** START OF GIVEN TEXT **

Using both Confucian texts and the work of American pragmatist John Dewey, this book offers a distinctly Confucian model of democracy.
Through a detailed study of relevant concepts and theories in Confucianism and John Dewey's pragmatist philosophy, this book illustrates the possibility of Confucian democracy and offers an alternative to Western liberal models. Sor-hoon Tan synthesizes the two philosophies through a comparative examination of individuals and community, democratic ideals of equality and freedom, and the nature of ethical and political order. By constructing a model of Confucian democracy that combines the strengths of both Confucianism and Deweyan pragmatism, this book explores how a premodern tradition could be put in dialogue with contemporary political and philosophical theories.
Sor-hoon Tan is Assistant Professor of Philosophy at the National University of Singapore. She is the coeditor (with K. C. Chong and C. L. Ten) of The Moral Circle and the Self: Chinese and Western Perspectives.

** END OF GIVEN TEXT **

### TASKS TO CARRY OUT
1. Please translate this sentence from the book description into Spanish: "Sor-hoon Tan is Assistant Professor of Philosophy at the National University of Singapore."
2. Rewrite the stretch of the book description from "Using both Confucian" through "and philosophical theories.", changing "Confucian democracy" to "Confucian self-rule".
3. In the book description, what does Sor-hoon Tan's comparative examination cover?

** START OF GIVEN DATA **

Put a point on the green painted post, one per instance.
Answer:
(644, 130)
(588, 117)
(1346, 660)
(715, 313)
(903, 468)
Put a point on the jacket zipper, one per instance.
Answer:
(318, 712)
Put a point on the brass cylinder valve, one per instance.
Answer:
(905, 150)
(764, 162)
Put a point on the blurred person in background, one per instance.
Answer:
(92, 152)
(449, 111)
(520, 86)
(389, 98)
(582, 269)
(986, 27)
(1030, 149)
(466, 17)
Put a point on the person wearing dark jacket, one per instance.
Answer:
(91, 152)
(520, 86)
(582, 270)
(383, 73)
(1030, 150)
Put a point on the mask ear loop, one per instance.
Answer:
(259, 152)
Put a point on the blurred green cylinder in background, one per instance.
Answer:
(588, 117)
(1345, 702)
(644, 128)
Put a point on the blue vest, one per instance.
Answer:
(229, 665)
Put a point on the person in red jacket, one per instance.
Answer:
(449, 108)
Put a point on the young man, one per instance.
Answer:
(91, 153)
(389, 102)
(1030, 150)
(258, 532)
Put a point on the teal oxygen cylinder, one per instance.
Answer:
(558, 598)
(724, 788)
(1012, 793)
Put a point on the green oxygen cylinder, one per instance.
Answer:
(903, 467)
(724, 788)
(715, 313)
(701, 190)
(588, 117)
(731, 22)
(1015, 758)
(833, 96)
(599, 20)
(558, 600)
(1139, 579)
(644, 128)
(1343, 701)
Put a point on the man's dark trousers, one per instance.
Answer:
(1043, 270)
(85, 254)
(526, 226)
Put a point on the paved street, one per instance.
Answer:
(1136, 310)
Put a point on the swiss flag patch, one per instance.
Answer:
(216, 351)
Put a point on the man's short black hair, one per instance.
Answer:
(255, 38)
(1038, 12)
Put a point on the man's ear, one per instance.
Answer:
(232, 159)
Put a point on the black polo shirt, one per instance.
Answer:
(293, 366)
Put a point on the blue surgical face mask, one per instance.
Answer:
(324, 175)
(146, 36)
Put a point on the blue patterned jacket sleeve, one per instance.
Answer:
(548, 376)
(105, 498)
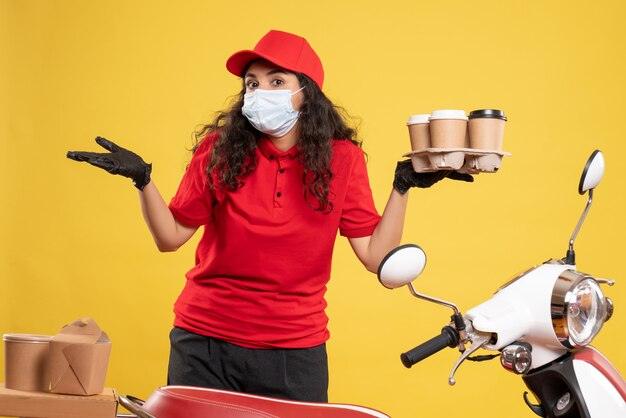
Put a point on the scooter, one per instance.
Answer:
(541, 322)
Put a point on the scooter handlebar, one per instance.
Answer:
(449, 337)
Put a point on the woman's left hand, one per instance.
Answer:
(406, 177)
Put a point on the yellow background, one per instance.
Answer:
(145, 74)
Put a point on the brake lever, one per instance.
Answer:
(478, 342)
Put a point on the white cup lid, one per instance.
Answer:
(420, 118)
(27, 338)
(448, 114)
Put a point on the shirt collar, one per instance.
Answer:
(269, 150)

** END OF GIVEN DATA **

### TASK RESULTS
1. Sor-hoon Tan es profesora asistente de Filosofía en la Universidad Nacional de Singapur.

2.
Using both Confucian texts and the work of American pragmatist John Dewey, this book offers a distinctly Confucian model of democracy.
Through a detailed study of relevant concepts and theories in Confucianism and John Dewey's pragmatist philosophy, this book illustrates the possibility of Confucian self-rule and offers an alternative to Western liberal models. Sor-hoon Tan synthesizes the two philosophies through a comparative examination of individuals and community, democratic ideals of equality and freedom, and the nature of ethical and political order. By constructing a model of Confucian self-rule that combines the strengths of both Confucianism and Deweyan pragmatism, this book explores how a premodern tradition could be put in dialogue with contemporary political and philosophical theories.

3. Individuals and community, democratic ideals of equality and freedom, and the nature of ethical and political order.